= Text extract =
■ ■ ■

Towards Situated Visual AI via End-to-End Learning on Video Clips

Twenty Billion Neurons
twentybn
Published in
3 min readOct 23, 2020

We are excited to announce the public release of Sense.

Sense is an open source inference engine for neural network architectures that takes an RGB video stream as input and transform it into a corresponding stream of labels in real-time. Labels may include actions such as day-to-day human actions (picking up objects, drinking water, fixing your hair, etc.), hand gestures, fitness exercises and more.

Architecture, Model, and Applications

A key feature of the architecture is that it is trained end-to-end to go from pixels to activity labels instead of making use of bounding boxes, pose estimation or any form of frame-by-frame analysis as an intermediate representation.

Training data takes the form of short labelled video clips (average length about four seconds) showing a wide range of activities happening in front of the camera. Labels for the large majority of the data are “holistic” in the sense that a single label is assigned to the whole video clip.

Deployment of the trained network is online, or in other words, the network transforms an input stream of pixels to an output stream of “concepts” on the fly.

■ ■ ■

= Stored records =
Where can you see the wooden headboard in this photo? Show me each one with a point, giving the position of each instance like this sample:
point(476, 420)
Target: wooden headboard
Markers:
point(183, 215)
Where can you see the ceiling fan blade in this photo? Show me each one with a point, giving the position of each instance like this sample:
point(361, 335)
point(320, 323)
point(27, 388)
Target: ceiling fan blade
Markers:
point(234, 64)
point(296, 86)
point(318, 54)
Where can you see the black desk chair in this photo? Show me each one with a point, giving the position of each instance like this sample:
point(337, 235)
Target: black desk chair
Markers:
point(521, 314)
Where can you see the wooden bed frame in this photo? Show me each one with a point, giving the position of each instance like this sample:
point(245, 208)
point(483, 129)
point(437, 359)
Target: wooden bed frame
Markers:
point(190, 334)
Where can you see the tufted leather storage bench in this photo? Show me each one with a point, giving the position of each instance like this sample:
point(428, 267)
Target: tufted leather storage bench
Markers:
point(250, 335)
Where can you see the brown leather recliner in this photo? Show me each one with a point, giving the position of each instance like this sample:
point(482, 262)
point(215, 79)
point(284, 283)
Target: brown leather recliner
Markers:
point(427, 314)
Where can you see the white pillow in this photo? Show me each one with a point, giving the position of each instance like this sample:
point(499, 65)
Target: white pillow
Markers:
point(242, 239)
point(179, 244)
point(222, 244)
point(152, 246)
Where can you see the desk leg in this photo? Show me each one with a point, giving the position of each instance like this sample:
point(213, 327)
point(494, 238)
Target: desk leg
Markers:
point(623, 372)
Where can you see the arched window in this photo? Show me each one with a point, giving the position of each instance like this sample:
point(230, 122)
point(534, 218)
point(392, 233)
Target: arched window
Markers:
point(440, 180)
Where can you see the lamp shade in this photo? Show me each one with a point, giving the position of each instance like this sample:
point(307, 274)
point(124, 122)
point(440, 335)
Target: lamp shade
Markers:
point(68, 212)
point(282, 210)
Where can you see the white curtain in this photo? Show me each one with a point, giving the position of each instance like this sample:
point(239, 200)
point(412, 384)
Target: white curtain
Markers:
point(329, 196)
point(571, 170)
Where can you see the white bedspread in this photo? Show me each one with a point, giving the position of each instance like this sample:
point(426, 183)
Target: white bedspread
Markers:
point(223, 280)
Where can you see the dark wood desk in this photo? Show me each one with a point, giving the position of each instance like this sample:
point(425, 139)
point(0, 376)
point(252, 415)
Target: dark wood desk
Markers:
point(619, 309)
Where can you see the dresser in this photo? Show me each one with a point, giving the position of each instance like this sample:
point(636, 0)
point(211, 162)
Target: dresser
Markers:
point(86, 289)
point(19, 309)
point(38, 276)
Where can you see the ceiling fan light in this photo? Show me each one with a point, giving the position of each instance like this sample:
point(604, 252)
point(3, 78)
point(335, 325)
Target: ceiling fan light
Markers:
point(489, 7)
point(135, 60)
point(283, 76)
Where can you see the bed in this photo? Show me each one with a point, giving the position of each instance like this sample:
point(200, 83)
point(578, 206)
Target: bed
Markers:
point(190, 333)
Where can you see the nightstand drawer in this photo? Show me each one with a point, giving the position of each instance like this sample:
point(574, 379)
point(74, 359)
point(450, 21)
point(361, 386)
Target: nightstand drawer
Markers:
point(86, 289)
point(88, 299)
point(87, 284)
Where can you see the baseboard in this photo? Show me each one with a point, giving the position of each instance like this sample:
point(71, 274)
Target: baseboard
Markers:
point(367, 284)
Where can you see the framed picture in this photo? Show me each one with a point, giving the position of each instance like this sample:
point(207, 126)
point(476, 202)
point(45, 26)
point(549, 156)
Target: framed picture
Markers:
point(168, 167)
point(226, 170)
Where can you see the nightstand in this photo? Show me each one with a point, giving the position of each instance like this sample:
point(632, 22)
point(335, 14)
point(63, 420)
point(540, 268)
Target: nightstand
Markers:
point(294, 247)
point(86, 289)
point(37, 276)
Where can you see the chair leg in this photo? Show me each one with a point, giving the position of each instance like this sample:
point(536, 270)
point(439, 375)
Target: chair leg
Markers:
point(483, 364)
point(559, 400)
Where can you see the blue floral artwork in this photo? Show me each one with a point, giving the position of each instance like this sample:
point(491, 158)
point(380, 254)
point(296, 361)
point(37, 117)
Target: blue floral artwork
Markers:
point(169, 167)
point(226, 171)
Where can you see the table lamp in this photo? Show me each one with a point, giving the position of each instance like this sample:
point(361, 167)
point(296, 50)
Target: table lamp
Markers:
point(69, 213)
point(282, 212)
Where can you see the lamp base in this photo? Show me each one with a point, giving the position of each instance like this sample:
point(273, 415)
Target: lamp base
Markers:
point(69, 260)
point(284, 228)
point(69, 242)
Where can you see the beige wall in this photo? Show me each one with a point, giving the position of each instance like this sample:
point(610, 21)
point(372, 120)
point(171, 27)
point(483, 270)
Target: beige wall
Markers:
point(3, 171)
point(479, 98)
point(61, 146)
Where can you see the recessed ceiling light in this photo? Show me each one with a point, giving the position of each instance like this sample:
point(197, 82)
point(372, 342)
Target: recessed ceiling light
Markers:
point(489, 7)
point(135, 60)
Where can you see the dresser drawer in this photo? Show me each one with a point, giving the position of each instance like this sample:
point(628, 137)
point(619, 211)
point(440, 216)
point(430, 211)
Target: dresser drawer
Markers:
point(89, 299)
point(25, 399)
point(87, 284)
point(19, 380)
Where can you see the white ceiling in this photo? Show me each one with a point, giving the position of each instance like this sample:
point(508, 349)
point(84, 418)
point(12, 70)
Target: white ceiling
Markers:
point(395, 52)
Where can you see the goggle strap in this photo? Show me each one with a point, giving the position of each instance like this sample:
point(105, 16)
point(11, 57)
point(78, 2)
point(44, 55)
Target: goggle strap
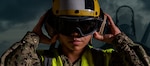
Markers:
point(103, 25)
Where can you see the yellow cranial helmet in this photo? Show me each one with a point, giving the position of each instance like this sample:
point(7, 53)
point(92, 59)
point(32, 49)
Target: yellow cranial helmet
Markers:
point(76, 8)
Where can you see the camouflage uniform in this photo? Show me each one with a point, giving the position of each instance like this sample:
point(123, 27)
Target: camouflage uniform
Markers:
point(126, 53)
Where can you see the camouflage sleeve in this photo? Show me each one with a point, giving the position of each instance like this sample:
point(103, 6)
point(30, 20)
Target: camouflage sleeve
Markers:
point(22, 53)
point(131, 53)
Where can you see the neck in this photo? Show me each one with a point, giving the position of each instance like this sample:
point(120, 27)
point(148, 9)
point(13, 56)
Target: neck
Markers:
point(72, 55)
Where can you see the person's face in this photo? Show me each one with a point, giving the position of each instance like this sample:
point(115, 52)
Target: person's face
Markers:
point(73, 42)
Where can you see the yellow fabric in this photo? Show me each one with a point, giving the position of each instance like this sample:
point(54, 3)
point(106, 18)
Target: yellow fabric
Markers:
point(86, 59)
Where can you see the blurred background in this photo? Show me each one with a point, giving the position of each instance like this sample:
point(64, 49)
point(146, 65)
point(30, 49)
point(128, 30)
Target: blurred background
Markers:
point(19, 16)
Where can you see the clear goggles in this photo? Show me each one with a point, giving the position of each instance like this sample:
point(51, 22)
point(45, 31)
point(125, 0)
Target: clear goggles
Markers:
point(83, 26)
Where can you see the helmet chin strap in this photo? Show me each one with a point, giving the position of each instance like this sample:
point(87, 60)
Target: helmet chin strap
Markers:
point(103, 25)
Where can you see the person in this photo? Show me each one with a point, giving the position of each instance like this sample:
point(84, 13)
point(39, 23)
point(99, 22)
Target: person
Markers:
point(74, 23)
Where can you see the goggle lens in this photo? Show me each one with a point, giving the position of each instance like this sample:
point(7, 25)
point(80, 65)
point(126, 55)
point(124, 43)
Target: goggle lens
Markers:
point(84, 28)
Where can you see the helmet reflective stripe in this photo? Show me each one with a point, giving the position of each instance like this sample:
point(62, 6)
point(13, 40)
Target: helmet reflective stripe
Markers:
point(76, 8)
point(72, 5)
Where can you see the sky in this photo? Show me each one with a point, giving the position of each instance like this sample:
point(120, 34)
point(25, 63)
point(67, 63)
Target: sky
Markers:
point(19, 16)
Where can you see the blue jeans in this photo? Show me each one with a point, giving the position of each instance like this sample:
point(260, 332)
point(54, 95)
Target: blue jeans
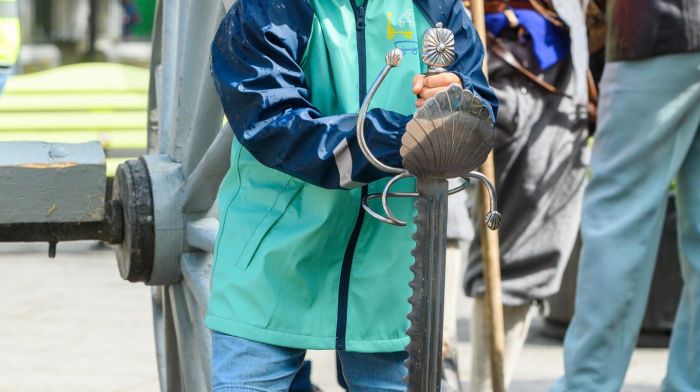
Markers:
point(648, 134)
point(243, 365)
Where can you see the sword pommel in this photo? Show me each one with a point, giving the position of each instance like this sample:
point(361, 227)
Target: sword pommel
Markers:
point(394, 57)
point(438, 49)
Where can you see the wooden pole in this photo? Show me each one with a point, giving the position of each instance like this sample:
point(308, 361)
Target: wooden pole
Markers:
point(490, 246)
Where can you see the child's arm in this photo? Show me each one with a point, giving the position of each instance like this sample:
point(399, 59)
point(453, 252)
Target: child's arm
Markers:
point(469, 58)
point(255, 64)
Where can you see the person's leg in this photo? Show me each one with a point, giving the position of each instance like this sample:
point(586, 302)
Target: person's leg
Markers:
point(375, 372)
point(453, 269)
point(516, 322)
point(684, 358)
point(241, 365)
point(644, 134)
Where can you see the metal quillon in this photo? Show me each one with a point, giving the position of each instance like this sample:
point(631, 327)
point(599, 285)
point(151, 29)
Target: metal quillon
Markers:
point(448, 137)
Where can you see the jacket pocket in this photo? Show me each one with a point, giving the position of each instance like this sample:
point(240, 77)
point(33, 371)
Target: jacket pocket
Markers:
point(248, 233)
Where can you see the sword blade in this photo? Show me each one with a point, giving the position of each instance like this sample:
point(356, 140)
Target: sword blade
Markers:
point(424, 361)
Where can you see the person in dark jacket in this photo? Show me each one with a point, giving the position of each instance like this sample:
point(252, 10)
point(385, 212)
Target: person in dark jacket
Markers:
point(539, 155)
point(648, 133)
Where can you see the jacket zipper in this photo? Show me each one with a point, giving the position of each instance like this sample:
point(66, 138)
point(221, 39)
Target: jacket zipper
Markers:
point(344, 284)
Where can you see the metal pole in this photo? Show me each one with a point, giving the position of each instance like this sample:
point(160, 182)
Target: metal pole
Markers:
point(490, 246)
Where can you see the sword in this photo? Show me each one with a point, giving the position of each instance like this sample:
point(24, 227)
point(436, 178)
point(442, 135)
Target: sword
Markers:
point(448, 137)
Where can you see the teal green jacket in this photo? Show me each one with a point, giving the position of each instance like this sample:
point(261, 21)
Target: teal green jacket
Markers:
point(297, 262)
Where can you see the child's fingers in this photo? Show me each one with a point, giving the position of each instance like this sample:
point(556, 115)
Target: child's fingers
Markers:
point(418, 83)
point(441, 80)
point(430, 92)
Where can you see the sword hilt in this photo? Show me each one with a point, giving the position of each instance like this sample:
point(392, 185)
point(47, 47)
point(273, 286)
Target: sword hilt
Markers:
point(393, 58)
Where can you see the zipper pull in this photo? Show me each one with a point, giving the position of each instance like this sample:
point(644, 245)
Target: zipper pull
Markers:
point(361, 18)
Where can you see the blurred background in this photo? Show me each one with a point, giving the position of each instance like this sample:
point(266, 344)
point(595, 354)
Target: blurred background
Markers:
point(71, 323)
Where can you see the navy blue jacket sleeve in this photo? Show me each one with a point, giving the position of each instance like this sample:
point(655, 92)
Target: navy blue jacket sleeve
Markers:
point(470, 57)
point(255, 61)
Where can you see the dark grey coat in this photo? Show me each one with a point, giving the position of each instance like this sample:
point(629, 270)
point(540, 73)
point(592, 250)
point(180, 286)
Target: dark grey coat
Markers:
point(540, 169)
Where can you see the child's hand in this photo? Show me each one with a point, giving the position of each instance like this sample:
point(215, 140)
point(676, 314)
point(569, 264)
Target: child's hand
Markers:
point(426, 87)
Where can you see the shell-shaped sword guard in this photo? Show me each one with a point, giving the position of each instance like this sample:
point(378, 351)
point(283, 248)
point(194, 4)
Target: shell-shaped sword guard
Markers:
point(450, 135)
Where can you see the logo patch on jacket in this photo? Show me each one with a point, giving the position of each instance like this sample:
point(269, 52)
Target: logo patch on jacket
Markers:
point(403, 28)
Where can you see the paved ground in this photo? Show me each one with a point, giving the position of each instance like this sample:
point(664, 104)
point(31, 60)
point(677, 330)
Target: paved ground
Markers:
point(71, 325)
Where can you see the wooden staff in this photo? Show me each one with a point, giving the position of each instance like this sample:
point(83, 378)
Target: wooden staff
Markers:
point(490, 245)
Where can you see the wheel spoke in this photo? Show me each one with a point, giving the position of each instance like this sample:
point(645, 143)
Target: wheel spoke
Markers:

■ ■ ■

= Exercise aim =
Reproduce the passage from the text on the Sense inference engine word for word, starting with "Architecture, Model, and" and going on through "an intermediate representation.".

= The completed task =
Architecture, Model, and Applications

A key feature of the architecture is that it is trained end-to-end to go from pixels to activity labels instead of making use of bounding boxes, pose estimation or any form of frame-by-frame analysis as an intermediate representation.